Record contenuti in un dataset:
◇ ◇ ◇ ◇ ◇

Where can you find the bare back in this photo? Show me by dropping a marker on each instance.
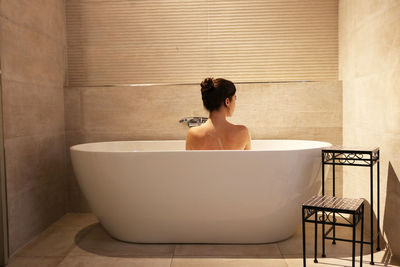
(222, 137)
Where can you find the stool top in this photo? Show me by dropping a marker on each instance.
(334, 203)
(354, 149)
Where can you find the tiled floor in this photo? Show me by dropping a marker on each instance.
(79, 240)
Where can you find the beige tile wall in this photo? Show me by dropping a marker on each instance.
(33, 65)
(369, 65)
(310, 110)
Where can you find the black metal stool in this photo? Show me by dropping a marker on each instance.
(328, 205)
(363, 157)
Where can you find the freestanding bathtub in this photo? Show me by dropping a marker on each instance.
(156, 192)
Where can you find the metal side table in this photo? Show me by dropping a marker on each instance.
(354, 156)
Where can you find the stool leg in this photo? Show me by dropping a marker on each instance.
(315, 236)
(323, 234)
(334, 194)
(304, 238)
(362, 233)
(372, 213)
(353, 251)
(378, 248)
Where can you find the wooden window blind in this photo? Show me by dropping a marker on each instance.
(184, 41)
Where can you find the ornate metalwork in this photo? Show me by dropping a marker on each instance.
(350, 158)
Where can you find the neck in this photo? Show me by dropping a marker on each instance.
(218, 116)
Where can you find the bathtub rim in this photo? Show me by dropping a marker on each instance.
(80, 147)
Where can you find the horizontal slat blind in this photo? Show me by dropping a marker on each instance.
(183, 41)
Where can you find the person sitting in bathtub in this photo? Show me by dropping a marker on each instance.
(217, 133)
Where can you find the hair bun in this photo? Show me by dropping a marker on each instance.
(207, 84)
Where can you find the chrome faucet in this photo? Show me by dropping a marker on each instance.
(193, 121)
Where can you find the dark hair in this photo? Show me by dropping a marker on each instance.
(215, 91)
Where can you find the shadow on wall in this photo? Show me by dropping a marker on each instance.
(391, 225)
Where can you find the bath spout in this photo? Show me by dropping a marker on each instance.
(193, 121)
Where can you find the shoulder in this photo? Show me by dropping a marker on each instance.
(195, 131)
(241, 129)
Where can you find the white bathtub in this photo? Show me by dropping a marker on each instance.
(156, 192)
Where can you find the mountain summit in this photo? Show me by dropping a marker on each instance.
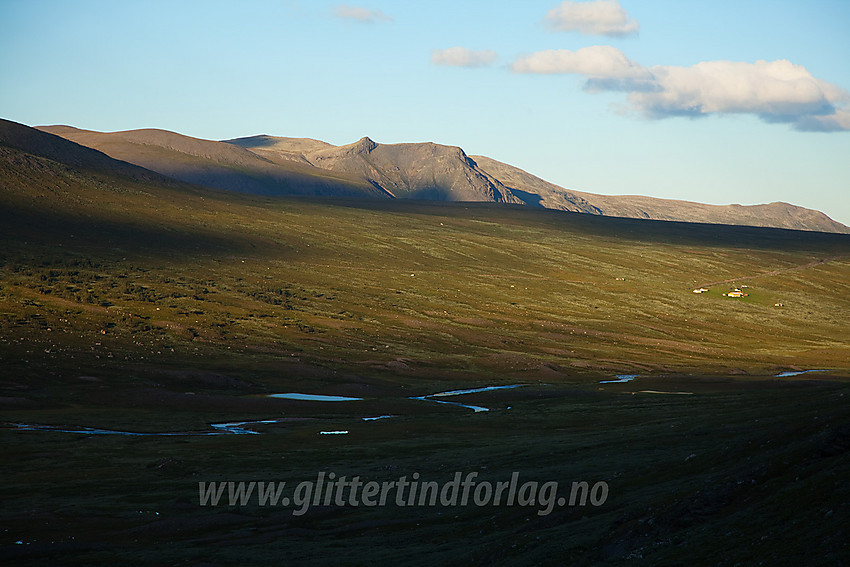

◇ ◇ ◇ ◇ ◇

Ricopia senza modifiche la parte dei record che si apre con la riga contenente "Where can you find the shoulder" e arriva fino alla fine dei record, prima e ultima riga comprese. Non riportare le immagini nella risposta.

**RISPOSTA**
Where can you find the shoulder in this photo? Show me by dropping a marker on each instance.
(195, 131)
(241, 129)
Where can you find the white bathtub in this photo? Show me by dropping a marker on each instance.
(156, 192)
Where can you find the mountain summit in this photo? Show me by dropping a marker on each instance.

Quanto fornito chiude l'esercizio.